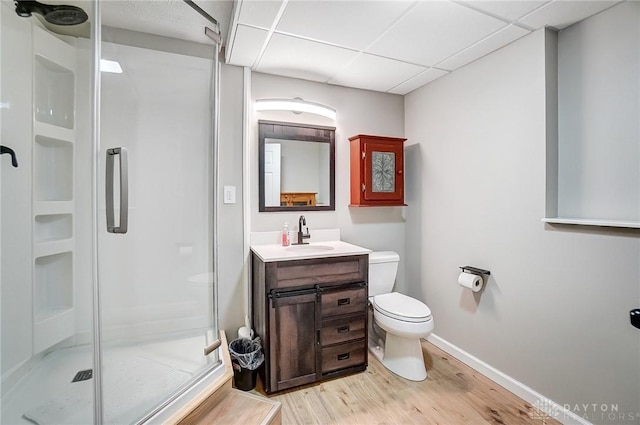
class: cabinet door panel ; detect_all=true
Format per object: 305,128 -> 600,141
269,292 -> 318,391
363,141 -> 404,202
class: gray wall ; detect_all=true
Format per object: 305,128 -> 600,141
557,1 -> 639,221
217,64 -> 246,334
250,73 -> 408,296
219,70 -> 407,334
405,26 -> 640,422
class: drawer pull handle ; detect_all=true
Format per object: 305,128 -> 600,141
337,298 -> 350,306
337,325 -> 350,333
337,353 -> 350,361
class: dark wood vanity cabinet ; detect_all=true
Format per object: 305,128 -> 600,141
252,254 -> 368,393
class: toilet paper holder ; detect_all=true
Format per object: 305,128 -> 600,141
459,266 -> 491,276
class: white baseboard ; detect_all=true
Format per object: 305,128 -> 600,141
426,334 -> 592,425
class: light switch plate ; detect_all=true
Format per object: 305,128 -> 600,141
223,186 -> 236,204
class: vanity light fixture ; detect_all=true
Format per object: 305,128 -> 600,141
255,98 -> 336,120
100,59 -> 123,74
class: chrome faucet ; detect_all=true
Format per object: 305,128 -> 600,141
295,215 -> 311,245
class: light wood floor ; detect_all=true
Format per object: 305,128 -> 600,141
253,341 -> 560,425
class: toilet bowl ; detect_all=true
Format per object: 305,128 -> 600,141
370,292 -> 433,381
368,252 -> 434,381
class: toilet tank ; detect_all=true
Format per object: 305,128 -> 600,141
368,251 -> 400,297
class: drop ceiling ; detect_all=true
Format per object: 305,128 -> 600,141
225,0 -> 622,94
27,0 -> 622,95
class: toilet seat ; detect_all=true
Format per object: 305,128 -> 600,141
372,292 -> 431,323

--------------------------------

Reproduce all entries exactly. Pictures do not belong in the copy.

WRITTEN REPLY -
class: cabinet door panel ; detect_all=true
Format per object: 305,128 -> 600,141
269,292 -> 318,391
363,141 -> 404,202
class: gray wall ; detect_all=true
Format per object: 305,128 -> 600,141
557,1 -> 639,221
217,64 -> 246,334
250,73 -> 408,296
219,70 -> 407,334
405,26 -> 640,422
class: drawer pull handle ; detect_all=true
Format per object: 305,128 -> 600,141
337,298 -> 350,306
337,325 -> 350,333
337,353 -> 350,361
class: dark wood vanity cabinet ; detect_all=true
Format per object: 305,128 -> 600,141
252,254 -> 368,393
class: toilet paper holder ; detect_all=true
Format per object: 305,128 -> 600,141
459,266 -> 491,276
class: white baseboard ; detect_all=true
Format per object: 305,128 -> 600,141
426,334 -> 592,425
class: light switch plate ; detect_all=true
Format per object: 305,128 -> 600,141
223,186 -> 236,204
class: vanity light fixture ; detect_all=true
Format per object: 305,128 -> 600,141
255,98 -> 336,120
100,59 -> 123,74
class: chrome faucet ; detect_all=true
Format per object: 305,128 -> 600,141
295,215 -> 311,245
class: light wood floor ; detect_all=true
Format per object: 305,128 -> 600,141
253,341 -> 560,425
class: toilet bowl ; detect_all=true
Format per object: 305,128 -> 600,141
370,292 -> 433,381
368,252 -> 434,381
class: toilet tank ; detect_all=true
Format per object: 305,128 -> 600,141
368,251 -> 400,297
class: drop ceiling ; detect_all=true
Format per object: 305,128 -> 600,141
225,0 -> 622,94
27,0 -> 622,95
class: toilet seat ; detect_all=true
Format per object: 305,128 -> 600,141
372,292 -> 431,323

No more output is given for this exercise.